__THE DATA__
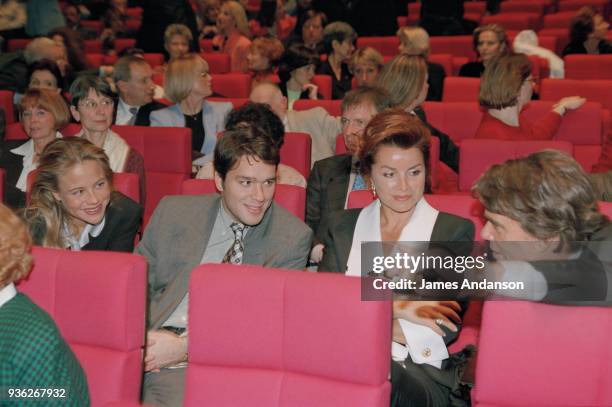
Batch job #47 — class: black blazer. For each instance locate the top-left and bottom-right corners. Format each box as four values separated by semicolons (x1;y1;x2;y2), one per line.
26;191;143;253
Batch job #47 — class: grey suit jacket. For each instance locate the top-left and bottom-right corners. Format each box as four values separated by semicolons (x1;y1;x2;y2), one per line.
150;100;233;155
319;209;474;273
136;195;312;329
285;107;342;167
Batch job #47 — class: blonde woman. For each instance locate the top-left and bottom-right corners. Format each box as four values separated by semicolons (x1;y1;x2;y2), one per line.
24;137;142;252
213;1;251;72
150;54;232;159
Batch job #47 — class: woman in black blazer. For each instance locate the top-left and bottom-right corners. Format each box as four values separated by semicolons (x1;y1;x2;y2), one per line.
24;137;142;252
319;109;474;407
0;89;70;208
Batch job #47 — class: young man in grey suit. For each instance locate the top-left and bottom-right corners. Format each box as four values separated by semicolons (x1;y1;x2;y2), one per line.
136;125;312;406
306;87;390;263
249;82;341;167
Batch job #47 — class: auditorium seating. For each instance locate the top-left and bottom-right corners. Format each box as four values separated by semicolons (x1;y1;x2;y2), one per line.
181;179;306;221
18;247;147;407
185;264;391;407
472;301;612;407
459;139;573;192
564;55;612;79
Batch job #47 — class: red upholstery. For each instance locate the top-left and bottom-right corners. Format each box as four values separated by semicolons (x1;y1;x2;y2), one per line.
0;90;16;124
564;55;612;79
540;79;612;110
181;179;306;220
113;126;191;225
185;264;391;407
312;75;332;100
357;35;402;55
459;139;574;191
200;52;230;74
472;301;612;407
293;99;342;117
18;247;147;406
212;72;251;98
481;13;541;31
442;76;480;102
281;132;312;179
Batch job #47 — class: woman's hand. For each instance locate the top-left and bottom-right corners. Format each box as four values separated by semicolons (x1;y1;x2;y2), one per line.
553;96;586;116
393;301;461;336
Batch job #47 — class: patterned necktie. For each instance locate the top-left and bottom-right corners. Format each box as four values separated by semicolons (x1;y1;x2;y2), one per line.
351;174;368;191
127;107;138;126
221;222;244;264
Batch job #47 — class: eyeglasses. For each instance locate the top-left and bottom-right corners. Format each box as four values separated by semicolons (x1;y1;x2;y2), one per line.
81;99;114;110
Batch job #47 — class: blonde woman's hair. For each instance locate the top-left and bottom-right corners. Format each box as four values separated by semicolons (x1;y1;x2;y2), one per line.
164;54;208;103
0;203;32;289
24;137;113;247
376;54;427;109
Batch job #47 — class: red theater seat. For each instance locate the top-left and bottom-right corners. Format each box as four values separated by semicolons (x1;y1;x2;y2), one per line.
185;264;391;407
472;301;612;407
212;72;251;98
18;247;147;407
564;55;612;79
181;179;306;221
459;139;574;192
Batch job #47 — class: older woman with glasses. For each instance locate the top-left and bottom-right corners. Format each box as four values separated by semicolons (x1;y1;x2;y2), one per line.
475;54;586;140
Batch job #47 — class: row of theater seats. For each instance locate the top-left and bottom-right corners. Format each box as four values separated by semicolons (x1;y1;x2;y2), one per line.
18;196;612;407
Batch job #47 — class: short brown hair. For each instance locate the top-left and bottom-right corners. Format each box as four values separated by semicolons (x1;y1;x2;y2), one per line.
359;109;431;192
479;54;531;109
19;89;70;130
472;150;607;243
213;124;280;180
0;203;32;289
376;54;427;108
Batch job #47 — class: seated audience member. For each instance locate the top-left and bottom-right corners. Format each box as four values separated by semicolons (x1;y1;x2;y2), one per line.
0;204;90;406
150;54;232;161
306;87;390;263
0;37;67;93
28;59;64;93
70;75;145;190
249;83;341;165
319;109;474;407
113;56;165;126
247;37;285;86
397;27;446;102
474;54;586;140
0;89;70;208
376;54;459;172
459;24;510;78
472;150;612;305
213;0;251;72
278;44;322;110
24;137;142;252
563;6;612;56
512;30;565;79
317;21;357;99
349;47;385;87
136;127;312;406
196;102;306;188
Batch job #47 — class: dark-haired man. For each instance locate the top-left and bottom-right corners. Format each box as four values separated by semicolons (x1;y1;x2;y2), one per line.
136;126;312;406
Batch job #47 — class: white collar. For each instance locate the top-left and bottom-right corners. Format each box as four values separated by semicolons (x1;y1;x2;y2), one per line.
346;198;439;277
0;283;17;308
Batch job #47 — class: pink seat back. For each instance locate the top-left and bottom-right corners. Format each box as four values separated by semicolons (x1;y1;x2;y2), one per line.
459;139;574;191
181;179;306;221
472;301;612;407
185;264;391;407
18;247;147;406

__SHORT EXERCISE__
Can you number every line from the start of the entries through the line containing "285;107;342;167", including that line, and skip blank lines and the pictures?

__WRITTEN RESPONSE__
1. Batch job #47 — class: black blazer. For each instance locate the top-left and bottom-right corners. Format each box as four values separated by semicolons (x1;y1;x2;y2), one per line.
2. 26;191;143;253
3. Batch job #47 — class: grey suit jacket. For each instance locate the top-left and bottom-right corners. Format each box as four values separated by semicolons (x1;y1;x2;y2), one per line.
4. 150;100;233;155
5. 319;209;474;273
6. 136;195;312;329
7. 285;107;342;167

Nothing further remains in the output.